See the GJSON path synax for more details. The result of applying a jsonpath expression to a json attribute is always of type string.

Operations

The policy language supports the following operations:

Operation	Description	Example
A and B	Returns true if both statements are true	sf.pproc.name=bash and sf.pproc.cmdline contains echo
A or B	Returns true if one of the statements are true	sf.file.path = “/etc/passwd” or sf.file.path = “/etc/shadow”
not A	Returns true if the statement isn’t true	not sf.pproc.exe = /usr/local/sbin/runc
A = B	Returns true if A exactly matches B. Note, if B is a list, A only has to exact match one element of the list. If B is a list, it must be explicit. It cannot be a variable. If B is a variable use `in` instead.	sf.file.path = [“/etc/passwd”, “/etc/shadow”]
A != B	Returns true if A is not equal to B. Note, if B is a list, A only has to be not equal to one element of the list. If B is a list, it must be explicit. It cannot be a variable.	sf.file.path != “/etc/passwd”
A < B	Returns true if A is less than B. Note, if B is a list, A only has to be less than one element in the list. If B is a list, it must be explicit. It cannot be a variable.	sf.flow.wops < 1000
A <= B	Returns true if A is less than or equal to B. Note, if B is a list, A only has to be less than or equal to one element in the list. If B is a list, it must be explicit. It cannot be a variable.	sf.flow.wops <= 1000
A > B	Returns true if A is greater than B. Note, if B is a list, A only has to be greater than one element in the list. If B is a list, it must be explicit. It cannot be a variable.	sf.flow.wops > 1000
A >= B	Returns true if A is greater than or equal to B. Note, if B is a list, A only has to be greater than or equal to one element in the list. If B is a list, it must be explicit. It cannot be a variable.	sf.flow.wops >= 1000
A in B	Returns true if value A is an exact match to one of the elements in list B. Note: B must be a list. Note: () can be used on B to merge multiple list objects into one list.	sf.proc.exe in (bin_binaries, usr_bin_binaries)
A startswith B	Returns true if string A starts with string B	sf.file.path startswith ‘/home’
A endswith B	Returns true if string A ends with string B	sf.file.path endswith ‘.json’
A contains B	Returns true if string A contains string B	sf.pproc.name=java and sf.pproc.cmdline contains org.apache.hadoop
A icontains B	Returns true if string A contains string B ignoring capitalization	sf.pproc.name=java and sf.pproc.cmdline icontains org.apache.hadooP
A pmatch B	Returns true if string A partial matches one of the elements in B. Note: B must be a list. Note: () can be used on B to merge multiple list objects into one list.	sf.proc.name pmatch (modify_passwd_binaries, verify_passwd_binaries, user_util_binaries)
exists A	Checks if A is not a zero value (i.e. 0 for int, “” for string)	exists sf.file.path

See the resources policies directory in github for examples. Feel free to contribute new and interesting rules through a github pull request.

+===+

■ **SET TASK 1**
In the passage on policy language operations, which operations have a description stating that if B is a list, it must be explicit?
■ **SET TASK 2**
Proceed with the passage on policy language operations, starting after its final sentence.
The stored records have no connection to the passage on policy language operations.

(Stored records)
+===+

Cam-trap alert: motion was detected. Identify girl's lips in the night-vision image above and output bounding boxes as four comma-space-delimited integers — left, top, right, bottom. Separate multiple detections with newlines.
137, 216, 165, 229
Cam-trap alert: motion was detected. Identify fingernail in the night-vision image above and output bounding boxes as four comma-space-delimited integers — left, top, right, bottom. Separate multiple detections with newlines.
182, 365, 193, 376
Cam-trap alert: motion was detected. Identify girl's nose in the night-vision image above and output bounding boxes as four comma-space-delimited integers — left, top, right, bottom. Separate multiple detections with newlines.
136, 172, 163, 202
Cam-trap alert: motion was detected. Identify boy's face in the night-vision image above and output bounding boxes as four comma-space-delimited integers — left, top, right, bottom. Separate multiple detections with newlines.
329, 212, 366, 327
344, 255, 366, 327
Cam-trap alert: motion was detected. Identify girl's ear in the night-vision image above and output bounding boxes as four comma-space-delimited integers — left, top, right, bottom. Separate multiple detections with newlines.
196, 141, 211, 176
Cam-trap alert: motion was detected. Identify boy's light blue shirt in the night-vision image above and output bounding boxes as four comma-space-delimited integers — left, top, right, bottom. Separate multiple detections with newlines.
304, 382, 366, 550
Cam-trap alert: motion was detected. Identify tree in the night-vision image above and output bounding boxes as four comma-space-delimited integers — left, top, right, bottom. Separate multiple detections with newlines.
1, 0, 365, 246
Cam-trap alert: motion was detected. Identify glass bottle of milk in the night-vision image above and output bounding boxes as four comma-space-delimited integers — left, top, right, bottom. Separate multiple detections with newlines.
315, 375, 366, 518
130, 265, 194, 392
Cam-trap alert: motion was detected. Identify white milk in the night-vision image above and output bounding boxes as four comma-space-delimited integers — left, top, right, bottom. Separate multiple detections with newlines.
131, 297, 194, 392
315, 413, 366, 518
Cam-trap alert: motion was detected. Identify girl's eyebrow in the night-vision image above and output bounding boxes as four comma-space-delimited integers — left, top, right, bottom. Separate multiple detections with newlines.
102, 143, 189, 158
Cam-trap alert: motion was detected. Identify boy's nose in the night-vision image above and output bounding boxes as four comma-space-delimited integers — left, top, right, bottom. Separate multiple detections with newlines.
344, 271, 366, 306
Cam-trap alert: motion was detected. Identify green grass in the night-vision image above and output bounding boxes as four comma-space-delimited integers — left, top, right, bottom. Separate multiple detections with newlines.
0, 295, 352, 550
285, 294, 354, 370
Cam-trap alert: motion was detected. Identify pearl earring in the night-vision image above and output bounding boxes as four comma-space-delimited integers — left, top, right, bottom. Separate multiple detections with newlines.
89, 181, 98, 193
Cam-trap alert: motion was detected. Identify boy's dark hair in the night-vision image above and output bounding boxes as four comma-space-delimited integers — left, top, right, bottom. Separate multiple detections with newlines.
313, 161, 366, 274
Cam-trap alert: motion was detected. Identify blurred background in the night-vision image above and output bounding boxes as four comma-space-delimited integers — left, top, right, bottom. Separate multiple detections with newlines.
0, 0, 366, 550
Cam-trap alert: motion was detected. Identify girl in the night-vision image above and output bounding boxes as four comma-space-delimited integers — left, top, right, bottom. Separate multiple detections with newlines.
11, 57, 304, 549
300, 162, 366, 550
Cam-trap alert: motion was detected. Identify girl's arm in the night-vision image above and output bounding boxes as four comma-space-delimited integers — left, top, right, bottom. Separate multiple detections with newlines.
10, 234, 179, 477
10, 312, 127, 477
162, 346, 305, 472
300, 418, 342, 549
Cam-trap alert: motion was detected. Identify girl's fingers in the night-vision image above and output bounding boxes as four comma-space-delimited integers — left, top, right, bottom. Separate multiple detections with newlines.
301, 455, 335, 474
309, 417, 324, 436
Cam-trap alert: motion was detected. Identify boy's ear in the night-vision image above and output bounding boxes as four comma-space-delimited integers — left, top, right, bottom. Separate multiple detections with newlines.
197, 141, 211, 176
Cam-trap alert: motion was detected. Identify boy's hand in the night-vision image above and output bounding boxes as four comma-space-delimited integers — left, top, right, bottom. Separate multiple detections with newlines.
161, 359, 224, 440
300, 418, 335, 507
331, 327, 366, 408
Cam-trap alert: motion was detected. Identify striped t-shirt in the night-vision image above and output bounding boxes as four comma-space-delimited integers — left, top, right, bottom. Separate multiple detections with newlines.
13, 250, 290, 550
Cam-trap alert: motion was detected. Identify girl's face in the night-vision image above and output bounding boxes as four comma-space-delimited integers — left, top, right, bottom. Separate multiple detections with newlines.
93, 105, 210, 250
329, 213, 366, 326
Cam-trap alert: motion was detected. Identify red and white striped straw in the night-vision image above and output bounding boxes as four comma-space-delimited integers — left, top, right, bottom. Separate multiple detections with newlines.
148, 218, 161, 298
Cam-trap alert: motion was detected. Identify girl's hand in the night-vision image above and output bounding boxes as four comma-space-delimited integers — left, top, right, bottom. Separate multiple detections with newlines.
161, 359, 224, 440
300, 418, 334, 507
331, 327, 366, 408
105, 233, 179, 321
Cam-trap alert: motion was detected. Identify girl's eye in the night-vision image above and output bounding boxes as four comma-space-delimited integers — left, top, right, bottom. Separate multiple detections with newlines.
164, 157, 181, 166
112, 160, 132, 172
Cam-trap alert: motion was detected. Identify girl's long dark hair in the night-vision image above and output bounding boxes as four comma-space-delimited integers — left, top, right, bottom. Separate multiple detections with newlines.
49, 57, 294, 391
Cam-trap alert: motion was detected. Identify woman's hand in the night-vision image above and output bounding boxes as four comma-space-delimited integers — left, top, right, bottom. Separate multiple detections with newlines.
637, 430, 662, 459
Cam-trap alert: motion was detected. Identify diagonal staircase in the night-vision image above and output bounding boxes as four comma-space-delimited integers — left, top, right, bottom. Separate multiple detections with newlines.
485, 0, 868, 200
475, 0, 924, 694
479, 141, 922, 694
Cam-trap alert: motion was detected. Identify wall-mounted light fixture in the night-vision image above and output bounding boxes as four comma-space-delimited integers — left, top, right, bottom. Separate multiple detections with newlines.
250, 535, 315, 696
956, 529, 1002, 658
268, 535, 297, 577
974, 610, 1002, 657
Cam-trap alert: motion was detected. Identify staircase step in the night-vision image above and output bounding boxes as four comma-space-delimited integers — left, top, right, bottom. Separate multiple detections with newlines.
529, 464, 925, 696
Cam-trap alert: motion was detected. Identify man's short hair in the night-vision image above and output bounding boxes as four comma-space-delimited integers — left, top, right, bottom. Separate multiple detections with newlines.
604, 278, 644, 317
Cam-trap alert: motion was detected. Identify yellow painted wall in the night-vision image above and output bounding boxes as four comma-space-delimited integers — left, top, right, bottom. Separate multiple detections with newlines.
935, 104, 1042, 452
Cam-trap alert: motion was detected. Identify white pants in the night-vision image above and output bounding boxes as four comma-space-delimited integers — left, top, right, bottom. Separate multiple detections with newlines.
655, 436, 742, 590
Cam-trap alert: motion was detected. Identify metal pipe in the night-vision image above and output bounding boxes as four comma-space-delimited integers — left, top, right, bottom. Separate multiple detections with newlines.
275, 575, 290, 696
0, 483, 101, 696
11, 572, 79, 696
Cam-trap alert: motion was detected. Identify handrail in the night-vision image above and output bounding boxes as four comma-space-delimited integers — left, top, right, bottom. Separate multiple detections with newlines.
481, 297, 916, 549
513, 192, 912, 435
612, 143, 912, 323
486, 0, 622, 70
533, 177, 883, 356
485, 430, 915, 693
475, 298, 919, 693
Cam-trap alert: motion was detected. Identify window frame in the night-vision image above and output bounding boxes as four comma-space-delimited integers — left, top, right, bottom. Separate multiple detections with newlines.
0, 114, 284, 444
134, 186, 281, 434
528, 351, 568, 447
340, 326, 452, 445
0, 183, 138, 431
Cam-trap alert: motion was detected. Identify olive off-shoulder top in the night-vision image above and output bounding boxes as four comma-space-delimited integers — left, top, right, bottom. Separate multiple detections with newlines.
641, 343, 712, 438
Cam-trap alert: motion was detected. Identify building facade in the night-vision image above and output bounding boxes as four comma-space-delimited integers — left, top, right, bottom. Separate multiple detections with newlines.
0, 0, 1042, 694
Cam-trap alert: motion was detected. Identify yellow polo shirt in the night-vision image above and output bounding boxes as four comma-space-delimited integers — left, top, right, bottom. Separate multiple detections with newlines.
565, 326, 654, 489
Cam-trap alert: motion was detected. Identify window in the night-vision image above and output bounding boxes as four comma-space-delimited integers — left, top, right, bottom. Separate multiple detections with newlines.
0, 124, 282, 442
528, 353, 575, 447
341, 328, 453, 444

+===+

■ **TASK RESPONSE 1**
A = B, A != B, A < B, A <= B, A > B, A >= B

■ **TASK RESPONSE 2**
User-defined Actions

User-defined actions are implemented via the golang plugin mechanism. Check the documentation on Action Plugins for a custom action plugin example.

Plugins

In addition to its core plugins, the processor also supports custom plugins that can be dynamically loaded into the processor via a compiled golang shared library using the golang plugin package. Custom plugins enable easy extension of the processor and the creation of custom pipelines tailored to specific use cases.

The processor supports four types of plugins:

drivers: enable the ingestion of different telemetry sources into the processor pipeline.
processors: enable the creation of custom data processing and analytic plugins to extend sf-processor pipelines.
handlers: enable the creation of custom SysFlow record handling plugins.
actions: enable the creation of custom action plugins to extend sf-processor’s policy engine.

Pre-requisites

Go 1.17 (if building locally, without the plugin builder)

Processor Plugins

User-defined plugins can be plugged and extend the sf-processor pipeline. These are the most generic type of plugins, from which all built-in processor plugins are build. Check the core package for examples. We have built-in processor plugins for flattening the telemetry stream, implementing a policy engine, and creating event exporters.

Interface

Processor plugins (or just plugins) are implemented via the golang plugin mechanism. A plugin must implement the following interface, defined in the github.com/sysflow-telemetry/sf-apis/go/plugins package.

// SFProcessor defines the SysFlow processor interface.
type SFProcessor interface {
  Register(pc SFPluginCache)
  Init(conf map[string]interface{}) error
  Process(ch interface{}, wg *sync.WaitGroup)
  GetName() string
  SetOutChan(ch []interface{})
  Cleanup()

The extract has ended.